Trecho do texto =>
A vida que muda todos todo dia

Os livros trazem grandes fatos históricos. Os jornais, também. Mas enquanto a crônica do dia a dia, em suas minúcias, é omitida pelos primeiros, nos periódicos de circulação diária ela se torna a argamassa que sustenta o mosaico de uma sociedade, de uma época, de um lugar. O Arquivo Público de Pernambuco guarda, em suas prateleiras, os 100 anos de publicação do Jornal do Commercio. O Jornal do Commercio guarda, em suas páginas, modos, modas, tendências e comportamentos que podem estar estampados numa discreta nota de rodapé, em reportagens aprofundadas ou escancarados num anúncio que toma uma folha inteira.

Com reverência folheamos o impresso que o tempo tornou amarelado e quebradiço, como a pele de um ancião. Décadas após décadas, histórias de nomes esquecidos misturam-se aos fatos e pessoas que mudaram os rumos da humanidade. Eles estão ali, lado a lado, lembrando que não há o macro sem a existência do micro. Os jornais funcionam como espelhos: da nossa enormidade como humanidade e da nossa pequenez como indivíduos que nascem e morrem anonimamente, mas não “desimportantemente”.

Atividades propostas =>
- 1) Segundo o texto sobre o Jornal do Commercio, o que o Arquivo Público de Pernambuco guarda em suas prateleiras?
- 2) Copie fielmente a passagem do texto sobre o Jornal do Commercio que começa em "A vida que muda" e termina em "uma folha inteira.".

Conteúdo dos dados =>
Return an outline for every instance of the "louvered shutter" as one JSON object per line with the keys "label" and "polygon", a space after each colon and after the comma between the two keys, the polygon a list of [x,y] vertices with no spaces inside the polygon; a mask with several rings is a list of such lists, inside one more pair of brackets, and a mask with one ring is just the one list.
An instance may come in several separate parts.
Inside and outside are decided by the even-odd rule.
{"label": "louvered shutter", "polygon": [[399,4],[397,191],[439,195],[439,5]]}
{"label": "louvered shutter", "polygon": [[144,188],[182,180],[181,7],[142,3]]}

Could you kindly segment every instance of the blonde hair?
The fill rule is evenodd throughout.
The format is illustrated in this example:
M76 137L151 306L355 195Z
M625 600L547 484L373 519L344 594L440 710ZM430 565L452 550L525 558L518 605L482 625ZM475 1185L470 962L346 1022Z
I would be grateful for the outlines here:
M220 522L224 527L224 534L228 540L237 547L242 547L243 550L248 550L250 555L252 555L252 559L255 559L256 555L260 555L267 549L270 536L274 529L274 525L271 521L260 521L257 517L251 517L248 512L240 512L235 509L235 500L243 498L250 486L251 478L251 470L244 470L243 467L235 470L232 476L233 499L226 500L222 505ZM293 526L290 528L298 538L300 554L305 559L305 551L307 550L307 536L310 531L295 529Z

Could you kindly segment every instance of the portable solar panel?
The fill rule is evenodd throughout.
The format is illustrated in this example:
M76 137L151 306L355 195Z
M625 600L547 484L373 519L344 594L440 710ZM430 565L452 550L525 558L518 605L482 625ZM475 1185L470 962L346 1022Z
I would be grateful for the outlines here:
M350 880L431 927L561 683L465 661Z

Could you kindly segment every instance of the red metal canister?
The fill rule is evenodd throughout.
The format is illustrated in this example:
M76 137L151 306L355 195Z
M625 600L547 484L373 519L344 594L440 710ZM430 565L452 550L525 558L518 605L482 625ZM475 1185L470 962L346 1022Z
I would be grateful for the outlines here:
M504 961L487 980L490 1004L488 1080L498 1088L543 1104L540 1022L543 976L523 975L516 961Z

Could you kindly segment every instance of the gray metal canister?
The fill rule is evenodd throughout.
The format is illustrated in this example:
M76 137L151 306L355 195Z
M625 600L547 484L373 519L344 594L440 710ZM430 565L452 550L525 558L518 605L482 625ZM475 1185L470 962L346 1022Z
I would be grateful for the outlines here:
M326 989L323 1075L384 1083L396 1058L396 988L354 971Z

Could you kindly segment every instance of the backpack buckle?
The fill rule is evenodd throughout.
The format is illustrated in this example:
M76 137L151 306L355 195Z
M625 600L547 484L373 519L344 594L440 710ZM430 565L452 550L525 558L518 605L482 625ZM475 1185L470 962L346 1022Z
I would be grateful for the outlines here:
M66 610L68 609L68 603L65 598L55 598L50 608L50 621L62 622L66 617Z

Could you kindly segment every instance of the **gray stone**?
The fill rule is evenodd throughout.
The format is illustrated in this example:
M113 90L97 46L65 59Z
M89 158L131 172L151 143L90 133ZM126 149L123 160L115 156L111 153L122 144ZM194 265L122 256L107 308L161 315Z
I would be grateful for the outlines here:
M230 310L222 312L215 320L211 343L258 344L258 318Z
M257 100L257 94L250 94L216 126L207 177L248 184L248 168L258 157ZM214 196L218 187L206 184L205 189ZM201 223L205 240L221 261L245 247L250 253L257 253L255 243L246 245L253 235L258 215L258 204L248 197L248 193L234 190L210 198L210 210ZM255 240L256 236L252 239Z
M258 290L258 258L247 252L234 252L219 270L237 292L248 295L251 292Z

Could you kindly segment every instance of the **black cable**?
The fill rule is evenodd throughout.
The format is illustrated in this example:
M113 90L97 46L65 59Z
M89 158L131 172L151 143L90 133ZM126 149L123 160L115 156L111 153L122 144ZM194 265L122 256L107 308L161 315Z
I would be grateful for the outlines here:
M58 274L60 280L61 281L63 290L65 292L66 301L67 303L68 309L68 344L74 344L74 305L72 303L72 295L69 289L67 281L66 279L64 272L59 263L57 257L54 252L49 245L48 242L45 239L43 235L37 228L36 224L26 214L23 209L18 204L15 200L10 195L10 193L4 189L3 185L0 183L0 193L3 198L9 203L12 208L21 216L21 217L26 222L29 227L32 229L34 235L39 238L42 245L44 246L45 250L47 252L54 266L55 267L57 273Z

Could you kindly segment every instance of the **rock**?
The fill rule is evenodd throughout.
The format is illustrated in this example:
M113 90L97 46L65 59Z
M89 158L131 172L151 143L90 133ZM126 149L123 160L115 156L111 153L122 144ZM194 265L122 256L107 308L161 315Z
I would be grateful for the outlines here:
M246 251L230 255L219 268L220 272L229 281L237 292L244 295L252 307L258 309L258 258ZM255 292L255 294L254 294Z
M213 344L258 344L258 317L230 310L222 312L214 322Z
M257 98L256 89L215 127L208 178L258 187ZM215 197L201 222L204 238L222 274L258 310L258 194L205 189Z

Respostas do exercício =>
- 1) Os 100 anos de publicação do Jornal do Commercio.

- 2)
A vida que muda todos todo dia

Os livros trazem grandes fatos históricos. Os jornais, também. Mas enquanto a crônica do dia a dia, em suas minúcias, é omitida pelos primeiros, nos periódicos de circulação diária ela se torna a argamassa que sustenta o mosaico de uma sociedade, de uma época, de um lugar. O Arquivo Público de Pernambuco guarda, em suas prateleiras, os 100 anos de publicação do Jornal do Commercio. O Jornal do Commercio guarda, em suas páginas, modos, modas, tendências e comportamentos que podem estar estampados numa discreta nota de rodapé, em reportagens aprofundadas ou escancarados num anúncio que toma uma folha inteira.